**Exercise details:** Reproduce verbatim the lines of the material below, starting at the line that contains "Mark each instance of the sunglasses" and ending at the line that contains "x=113 y=169", with both of those lines included.

**Data listing:**
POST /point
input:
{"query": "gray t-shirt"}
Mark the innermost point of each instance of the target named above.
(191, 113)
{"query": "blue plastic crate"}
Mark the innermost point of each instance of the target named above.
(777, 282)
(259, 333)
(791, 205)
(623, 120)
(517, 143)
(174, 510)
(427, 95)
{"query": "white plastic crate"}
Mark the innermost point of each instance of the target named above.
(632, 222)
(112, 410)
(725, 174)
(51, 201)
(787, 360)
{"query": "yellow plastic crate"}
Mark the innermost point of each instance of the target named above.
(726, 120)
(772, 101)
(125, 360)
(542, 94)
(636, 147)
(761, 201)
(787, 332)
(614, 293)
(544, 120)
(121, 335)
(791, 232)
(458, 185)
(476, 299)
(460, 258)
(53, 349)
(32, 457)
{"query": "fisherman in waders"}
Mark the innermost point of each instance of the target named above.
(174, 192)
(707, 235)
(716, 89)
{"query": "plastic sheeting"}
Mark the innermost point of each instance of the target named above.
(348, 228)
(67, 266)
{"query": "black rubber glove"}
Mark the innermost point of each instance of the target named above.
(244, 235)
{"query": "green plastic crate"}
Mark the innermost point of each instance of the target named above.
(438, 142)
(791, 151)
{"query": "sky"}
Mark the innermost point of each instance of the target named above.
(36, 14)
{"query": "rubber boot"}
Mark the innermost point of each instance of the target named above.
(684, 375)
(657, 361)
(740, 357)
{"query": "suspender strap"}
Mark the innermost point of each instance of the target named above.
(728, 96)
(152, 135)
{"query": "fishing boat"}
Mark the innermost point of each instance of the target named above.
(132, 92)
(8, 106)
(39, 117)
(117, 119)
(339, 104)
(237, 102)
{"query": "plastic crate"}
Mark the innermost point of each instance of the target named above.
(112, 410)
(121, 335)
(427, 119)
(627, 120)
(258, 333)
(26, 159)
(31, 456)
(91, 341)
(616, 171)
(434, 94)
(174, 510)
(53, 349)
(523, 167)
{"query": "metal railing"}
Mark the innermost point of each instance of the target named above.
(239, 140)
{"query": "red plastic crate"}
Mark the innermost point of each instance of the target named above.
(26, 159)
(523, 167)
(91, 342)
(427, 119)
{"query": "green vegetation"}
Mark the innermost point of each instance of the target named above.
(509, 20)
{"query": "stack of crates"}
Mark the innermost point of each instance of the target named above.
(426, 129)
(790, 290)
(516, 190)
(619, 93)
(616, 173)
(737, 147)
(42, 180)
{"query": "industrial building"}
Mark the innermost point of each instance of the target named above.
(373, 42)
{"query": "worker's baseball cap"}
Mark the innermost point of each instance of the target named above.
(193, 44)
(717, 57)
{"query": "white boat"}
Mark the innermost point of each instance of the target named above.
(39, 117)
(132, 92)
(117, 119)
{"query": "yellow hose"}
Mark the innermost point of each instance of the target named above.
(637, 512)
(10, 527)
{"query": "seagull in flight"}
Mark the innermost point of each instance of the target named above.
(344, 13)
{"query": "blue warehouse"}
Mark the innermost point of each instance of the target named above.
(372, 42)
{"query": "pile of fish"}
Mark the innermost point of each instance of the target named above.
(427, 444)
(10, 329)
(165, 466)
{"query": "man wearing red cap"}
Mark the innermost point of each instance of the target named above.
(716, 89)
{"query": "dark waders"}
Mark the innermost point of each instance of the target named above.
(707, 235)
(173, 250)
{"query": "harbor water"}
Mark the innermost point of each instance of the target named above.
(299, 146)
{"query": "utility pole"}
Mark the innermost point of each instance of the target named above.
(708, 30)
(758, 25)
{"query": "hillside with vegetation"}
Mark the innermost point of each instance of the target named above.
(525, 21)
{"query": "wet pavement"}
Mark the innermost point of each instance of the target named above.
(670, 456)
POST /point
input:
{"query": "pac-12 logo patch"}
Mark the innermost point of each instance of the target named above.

* * *

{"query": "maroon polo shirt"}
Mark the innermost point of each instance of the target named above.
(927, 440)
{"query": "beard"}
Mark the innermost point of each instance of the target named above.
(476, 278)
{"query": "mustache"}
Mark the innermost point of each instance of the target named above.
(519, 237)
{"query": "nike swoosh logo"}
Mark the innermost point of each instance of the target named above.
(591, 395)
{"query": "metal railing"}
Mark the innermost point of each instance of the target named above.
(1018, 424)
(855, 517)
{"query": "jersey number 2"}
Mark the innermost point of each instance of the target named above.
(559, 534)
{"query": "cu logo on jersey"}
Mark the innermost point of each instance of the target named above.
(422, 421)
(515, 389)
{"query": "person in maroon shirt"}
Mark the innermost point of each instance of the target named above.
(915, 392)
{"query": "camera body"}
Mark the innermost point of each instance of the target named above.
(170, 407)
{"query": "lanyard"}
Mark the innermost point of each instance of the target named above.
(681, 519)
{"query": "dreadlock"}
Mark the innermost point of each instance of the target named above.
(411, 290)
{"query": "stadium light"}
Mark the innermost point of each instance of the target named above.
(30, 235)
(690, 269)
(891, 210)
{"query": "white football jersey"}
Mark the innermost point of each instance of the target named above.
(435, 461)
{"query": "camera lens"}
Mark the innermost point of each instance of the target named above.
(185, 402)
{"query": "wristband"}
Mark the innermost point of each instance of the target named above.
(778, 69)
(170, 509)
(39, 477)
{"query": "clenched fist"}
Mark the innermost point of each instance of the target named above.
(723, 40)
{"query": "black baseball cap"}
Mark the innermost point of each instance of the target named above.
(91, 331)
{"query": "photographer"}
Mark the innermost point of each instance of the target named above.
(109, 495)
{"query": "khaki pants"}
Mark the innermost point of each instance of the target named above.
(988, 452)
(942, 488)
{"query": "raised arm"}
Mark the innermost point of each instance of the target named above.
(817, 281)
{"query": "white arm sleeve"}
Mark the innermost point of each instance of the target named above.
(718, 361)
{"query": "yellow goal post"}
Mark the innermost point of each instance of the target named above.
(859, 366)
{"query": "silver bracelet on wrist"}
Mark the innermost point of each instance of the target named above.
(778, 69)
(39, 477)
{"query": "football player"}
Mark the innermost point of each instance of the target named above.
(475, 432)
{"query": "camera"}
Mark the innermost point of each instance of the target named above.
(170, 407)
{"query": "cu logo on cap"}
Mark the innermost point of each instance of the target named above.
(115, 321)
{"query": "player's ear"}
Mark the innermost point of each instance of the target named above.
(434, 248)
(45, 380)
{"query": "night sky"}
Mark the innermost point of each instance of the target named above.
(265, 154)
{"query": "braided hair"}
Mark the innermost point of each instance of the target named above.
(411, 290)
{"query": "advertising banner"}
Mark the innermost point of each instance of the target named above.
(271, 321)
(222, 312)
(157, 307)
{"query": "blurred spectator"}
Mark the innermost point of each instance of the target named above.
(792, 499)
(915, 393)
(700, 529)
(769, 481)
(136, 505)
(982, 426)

==

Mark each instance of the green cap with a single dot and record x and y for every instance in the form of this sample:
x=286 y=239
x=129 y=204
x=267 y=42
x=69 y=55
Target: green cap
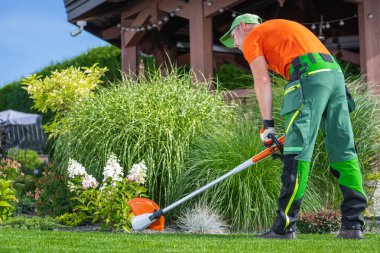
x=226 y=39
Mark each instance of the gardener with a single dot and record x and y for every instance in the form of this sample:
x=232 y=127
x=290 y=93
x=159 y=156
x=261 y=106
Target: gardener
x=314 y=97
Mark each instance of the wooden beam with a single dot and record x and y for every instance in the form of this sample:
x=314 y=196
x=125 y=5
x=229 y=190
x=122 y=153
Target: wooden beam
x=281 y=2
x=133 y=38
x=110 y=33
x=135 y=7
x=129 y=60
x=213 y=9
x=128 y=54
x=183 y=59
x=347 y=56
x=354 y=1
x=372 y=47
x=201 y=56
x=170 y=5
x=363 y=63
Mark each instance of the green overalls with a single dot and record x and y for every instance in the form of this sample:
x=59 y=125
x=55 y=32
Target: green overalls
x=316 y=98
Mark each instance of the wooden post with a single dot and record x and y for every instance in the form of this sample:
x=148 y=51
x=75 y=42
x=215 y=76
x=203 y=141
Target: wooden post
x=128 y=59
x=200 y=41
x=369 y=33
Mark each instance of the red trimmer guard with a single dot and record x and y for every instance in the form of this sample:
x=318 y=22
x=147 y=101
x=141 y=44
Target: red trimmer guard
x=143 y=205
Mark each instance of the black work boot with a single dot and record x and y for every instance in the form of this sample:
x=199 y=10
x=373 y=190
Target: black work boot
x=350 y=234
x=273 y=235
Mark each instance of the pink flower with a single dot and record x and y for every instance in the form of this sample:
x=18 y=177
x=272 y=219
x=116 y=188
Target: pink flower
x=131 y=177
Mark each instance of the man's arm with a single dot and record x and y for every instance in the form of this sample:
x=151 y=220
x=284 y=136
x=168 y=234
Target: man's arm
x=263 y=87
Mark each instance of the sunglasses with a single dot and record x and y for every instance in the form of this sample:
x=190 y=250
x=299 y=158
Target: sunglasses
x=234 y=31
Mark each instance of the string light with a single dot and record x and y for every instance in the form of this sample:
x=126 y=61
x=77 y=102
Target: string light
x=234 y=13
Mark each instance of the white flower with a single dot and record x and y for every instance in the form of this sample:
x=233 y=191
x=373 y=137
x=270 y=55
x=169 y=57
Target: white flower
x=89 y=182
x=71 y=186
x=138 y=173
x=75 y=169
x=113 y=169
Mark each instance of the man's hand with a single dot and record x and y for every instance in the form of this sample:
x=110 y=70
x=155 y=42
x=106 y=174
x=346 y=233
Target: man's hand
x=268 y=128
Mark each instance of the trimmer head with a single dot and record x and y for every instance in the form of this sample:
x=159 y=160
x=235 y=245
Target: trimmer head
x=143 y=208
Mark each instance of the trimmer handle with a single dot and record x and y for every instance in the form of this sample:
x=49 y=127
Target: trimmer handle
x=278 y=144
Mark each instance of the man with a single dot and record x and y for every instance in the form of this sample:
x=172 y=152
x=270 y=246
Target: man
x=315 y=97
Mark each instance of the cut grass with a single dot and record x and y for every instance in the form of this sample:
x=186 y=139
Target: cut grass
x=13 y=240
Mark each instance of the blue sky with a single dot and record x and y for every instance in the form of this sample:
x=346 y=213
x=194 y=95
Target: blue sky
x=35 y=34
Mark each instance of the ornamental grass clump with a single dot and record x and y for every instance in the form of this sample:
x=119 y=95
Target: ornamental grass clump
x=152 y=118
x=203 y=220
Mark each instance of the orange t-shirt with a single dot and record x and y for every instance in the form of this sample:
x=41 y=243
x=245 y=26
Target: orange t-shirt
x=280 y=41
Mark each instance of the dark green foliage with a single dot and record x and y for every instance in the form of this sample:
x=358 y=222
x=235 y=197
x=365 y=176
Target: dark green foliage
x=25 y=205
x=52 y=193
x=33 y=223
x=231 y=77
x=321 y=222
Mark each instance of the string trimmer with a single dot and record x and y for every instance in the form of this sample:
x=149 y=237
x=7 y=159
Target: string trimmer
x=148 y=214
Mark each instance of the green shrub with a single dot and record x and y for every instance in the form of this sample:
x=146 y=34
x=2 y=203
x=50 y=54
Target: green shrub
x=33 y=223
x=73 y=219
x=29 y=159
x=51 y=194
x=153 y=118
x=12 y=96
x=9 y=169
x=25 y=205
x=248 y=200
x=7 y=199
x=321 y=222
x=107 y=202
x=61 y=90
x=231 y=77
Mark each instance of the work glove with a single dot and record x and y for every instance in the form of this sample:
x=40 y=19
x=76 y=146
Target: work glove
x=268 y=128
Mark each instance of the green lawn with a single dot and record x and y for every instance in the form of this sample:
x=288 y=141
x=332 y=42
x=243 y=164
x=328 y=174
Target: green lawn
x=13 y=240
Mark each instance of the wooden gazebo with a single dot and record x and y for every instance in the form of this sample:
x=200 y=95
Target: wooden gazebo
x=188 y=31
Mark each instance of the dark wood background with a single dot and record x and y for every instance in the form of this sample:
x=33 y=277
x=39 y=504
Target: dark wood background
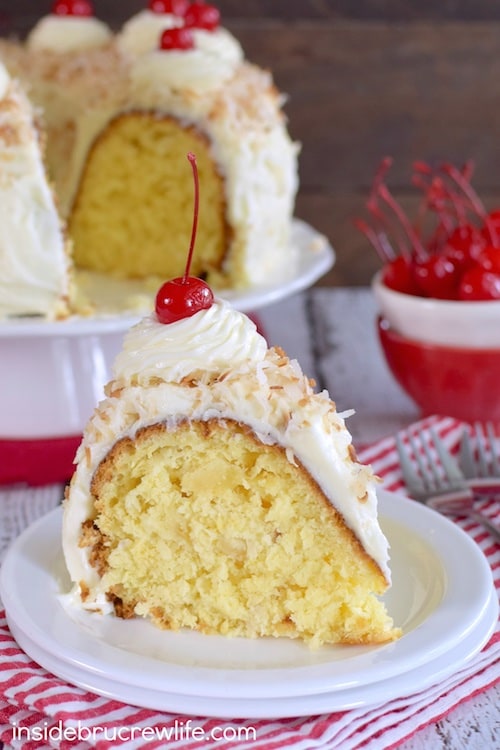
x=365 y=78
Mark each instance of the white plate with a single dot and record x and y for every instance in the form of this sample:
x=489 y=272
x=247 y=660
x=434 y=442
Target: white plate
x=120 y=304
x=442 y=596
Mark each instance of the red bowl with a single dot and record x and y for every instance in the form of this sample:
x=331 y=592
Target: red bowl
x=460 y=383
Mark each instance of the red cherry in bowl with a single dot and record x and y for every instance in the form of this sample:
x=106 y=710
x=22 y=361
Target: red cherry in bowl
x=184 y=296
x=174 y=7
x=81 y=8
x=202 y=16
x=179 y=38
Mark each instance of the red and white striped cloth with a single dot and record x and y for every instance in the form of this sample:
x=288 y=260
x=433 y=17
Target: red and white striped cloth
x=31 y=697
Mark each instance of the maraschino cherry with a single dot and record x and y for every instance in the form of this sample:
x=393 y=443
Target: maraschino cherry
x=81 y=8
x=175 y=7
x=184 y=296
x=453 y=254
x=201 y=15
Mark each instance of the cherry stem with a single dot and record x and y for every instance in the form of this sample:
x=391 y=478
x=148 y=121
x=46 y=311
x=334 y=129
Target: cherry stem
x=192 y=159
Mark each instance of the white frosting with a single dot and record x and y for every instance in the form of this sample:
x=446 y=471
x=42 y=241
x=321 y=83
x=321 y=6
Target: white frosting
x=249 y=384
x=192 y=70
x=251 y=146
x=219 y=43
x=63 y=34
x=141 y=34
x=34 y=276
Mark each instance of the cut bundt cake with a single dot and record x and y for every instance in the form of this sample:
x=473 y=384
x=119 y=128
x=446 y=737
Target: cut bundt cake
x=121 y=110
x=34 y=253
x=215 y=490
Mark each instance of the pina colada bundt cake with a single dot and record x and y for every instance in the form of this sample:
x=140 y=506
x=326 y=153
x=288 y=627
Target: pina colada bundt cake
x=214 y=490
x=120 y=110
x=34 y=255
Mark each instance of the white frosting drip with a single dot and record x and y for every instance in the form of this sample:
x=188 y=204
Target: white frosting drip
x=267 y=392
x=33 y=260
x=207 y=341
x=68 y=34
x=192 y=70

**Response:**
Mark each instance of the sunglasses with a single dot and record x and y for every instance in the form of this sample:
x=190 y=250
x=299 y=158
Target: sunglasses
x=234 y=31
Mark each instance of the string light with a single dot and record x and y for every instance in the form of this sample:
x=126 y=61
x=77 y=102
Target: string light
x=234 y=13
Mark each instance of the white flower with a single dot and record x and y for every instance in the form of this sample:
x=233 y=191
x=373 y=137
x=270 y=55
x=169 y=57
Target: white flower
x=89 y=182
x=71 y=186
x=138 y=173
x=75 y=169
x=113 y=169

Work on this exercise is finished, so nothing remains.